**What is required:** Render the material below as a Markdown table with the columns "Row" and "Line," numbering each row and leaving out any blank lines. Begin at the line that has "search: car door" and stop after the line that has "top-left (66, 176), bottom-right (110, 272)", including only those lines.
'''
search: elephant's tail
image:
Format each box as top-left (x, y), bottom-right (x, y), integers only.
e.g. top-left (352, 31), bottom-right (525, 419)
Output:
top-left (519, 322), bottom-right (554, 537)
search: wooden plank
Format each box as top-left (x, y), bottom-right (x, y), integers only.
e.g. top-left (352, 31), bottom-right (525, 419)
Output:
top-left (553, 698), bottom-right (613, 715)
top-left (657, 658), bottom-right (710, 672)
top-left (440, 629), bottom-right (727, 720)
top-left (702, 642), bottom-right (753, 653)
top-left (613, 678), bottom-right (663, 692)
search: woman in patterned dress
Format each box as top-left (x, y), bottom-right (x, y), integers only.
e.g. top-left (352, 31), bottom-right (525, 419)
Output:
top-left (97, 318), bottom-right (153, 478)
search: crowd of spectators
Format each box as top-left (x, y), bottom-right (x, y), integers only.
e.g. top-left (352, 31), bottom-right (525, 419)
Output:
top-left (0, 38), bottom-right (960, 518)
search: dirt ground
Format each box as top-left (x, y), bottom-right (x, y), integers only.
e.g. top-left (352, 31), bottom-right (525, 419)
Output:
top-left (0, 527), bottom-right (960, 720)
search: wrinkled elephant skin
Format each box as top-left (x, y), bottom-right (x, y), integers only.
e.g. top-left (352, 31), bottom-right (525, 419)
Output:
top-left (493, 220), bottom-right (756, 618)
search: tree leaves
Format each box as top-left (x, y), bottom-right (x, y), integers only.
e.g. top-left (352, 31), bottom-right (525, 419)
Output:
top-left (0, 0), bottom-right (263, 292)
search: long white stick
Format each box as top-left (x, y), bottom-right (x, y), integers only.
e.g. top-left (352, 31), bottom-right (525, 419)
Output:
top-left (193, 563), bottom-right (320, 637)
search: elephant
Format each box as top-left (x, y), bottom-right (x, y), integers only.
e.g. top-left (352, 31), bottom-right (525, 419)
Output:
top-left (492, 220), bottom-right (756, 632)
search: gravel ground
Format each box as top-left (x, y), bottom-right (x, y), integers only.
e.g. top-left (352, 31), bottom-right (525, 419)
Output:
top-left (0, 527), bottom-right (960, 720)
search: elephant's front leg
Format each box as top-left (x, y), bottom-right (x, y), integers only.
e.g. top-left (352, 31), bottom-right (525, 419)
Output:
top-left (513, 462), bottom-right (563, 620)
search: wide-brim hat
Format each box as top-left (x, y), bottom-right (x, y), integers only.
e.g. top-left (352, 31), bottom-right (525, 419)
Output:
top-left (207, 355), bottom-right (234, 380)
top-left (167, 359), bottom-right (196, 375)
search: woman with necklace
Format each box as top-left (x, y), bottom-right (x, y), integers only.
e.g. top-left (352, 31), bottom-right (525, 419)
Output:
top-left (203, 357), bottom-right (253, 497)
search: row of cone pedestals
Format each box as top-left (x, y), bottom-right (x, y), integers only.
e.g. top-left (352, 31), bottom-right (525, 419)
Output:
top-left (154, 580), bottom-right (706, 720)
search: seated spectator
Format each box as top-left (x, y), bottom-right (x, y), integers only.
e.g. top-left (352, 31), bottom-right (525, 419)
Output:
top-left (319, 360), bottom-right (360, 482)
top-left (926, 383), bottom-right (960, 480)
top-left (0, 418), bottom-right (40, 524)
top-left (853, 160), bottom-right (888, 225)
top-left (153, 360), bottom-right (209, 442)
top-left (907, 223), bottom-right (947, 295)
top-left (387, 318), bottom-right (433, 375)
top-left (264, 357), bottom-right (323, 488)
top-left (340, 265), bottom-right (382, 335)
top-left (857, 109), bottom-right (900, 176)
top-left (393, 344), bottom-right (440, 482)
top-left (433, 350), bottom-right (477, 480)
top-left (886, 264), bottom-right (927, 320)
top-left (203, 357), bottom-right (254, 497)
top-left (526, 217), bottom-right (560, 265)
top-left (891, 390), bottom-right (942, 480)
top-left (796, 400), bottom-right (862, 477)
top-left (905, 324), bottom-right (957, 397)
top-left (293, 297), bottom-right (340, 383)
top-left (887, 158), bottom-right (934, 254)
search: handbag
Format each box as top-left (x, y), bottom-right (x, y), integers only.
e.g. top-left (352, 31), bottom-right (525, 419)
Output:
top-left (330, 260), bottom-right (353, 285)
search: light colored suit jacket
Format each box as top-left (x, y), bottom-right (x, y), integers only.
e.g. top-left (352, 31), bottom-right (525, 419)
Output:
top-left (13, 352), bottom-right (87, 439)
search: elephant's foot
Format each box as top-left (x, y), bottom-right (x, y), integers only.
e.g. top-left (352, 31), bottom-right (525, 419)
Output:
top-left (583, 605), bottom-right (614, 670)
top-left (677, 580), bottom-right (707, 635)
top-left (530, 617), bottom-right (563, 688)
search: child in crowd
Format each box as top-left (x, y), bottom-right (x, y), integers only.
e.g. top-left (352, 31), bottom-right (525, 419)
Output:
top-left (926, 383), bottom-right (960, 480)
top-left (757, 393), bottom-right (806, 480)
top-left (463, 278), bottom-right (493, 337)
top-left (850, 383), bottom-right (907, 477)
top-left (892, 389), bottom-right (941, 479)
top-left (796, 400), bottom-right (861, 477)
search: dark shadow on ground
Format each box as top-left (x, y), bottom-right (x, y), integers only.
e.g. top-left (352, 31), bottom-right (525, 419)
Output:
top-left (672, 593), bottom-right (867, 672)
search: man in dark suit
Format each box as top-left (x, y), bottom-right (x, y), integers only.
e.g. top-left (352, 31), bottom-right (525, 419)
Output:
'''
'''
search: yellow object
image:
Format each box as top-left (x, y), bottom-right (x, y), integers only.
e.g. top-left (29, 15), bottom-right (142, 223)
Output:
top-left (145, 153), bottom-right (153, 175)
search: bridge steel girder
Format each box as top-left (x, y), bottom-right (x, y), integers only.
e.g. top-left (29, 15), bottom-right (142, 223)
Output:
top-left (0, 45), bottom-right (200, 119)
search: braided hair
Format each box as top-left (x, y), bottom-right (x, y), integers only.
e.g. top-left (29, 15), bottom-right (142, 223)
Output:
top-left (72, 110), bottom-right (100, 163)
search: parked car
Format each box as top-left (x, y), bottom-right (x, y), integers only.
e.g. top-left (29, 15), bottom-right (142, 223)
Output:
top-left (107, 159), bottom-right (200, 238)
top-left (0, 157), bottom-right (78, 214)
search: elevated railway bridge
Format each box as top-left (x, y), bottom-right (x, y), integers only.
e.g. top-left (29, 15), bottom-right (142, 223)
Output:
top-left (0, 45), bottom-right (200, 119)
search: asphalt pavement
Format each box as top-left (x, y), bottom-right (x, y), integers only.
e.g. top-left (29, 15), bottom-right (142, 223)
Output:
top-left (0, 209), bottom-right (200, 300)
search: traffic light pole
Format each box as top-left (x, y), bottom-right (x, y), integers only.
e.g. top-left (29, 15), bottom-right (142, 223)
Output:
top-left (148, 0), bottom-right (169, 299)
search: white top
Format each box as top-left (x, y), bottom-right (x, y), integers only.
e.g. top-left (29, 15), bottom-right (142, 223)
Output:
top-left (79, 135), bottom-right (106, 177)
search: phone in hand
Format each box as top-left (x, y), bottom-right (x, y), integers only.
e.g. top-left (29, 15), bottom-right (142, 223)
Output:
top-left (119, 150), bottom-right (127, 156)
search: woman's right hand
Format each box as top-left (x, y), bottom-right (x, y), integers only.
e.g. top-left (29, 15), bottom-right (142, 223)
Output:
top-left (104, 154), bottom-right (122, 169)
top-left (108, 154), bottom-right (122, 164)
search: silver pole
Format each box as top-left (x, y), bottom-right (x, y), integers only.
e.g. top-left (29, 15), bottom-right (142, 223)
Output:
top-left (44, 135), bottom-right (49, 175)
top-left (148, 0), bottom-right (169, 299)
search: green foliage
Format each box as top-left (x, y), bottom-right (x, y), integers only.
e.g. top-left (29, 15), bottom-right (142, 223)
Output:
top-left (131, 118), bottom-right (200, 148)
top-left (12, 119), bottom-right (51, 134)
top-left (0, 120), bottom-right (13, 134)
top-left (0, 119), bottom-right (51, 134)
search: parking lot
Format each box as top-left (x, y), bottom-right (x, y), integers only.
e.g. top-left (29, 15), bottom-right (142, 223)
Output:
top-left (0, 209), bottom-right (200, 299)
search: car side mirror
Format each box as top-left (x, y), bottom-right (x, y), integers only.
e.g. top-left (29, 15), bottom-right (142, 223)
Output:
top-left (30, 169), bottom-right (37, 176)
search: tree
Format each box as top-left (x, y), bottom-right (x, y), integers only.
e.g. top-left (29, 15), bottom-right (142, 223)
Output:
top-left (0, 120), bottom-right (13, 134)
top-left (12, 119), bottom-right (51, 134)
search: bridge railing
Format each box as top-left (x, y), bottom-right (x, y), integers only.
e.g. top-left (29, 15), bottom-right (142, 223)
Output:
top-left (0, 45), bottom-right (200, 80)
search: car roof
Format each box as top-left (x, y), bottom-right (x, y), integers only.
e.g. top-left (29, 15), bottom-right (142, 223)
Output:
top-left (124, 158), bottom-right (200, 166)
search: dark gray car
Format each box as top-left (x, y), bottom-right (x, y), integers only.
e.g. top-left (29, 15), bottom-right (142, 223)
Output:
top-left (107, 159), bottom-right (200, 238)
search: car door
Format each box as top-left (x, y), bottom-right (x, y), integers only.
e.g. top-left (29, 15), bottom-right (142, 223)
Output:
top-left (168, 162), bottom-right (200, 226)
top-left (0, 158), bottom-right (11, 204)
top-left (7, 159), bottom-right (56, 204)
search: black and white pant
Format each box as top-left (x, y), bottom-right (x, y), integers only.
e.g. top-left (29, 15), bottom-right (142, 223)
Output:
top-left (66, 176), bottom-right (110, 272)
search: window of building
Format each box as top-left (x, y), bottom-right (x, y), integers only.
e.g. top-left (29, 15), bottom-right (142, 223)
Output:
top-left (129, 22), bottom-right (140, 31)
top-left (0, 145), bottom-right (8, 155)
'''
**The answer:**
| Row | Line |
|---|---|
| 1 | search: car door |
| 2 | Format each box as top-left (x, y), bottom-right (x, y), integers only. |
| 3 | e.g. top-left (29, 15), bottom-right (142, 223) |
| 4 | Output: |
| 5 | top-left (168, 162), bottom-right (200, 226) |
| 6 | top-left (0, 158), bottom-right (11, 204) |
| 7 | top-left (7, 159), bottom-right (56, 204) |
| 8 | search: black and white pant |
| 9 | Format each box as top-left (x, y), bottom-right (x, y), integers only. |
| 10 | e.g. top-left (29, 15), bottom-right (142, 223) |
| 11 | Output: |
| 12 | top-left (66, 176), bottom-right (110, 272) |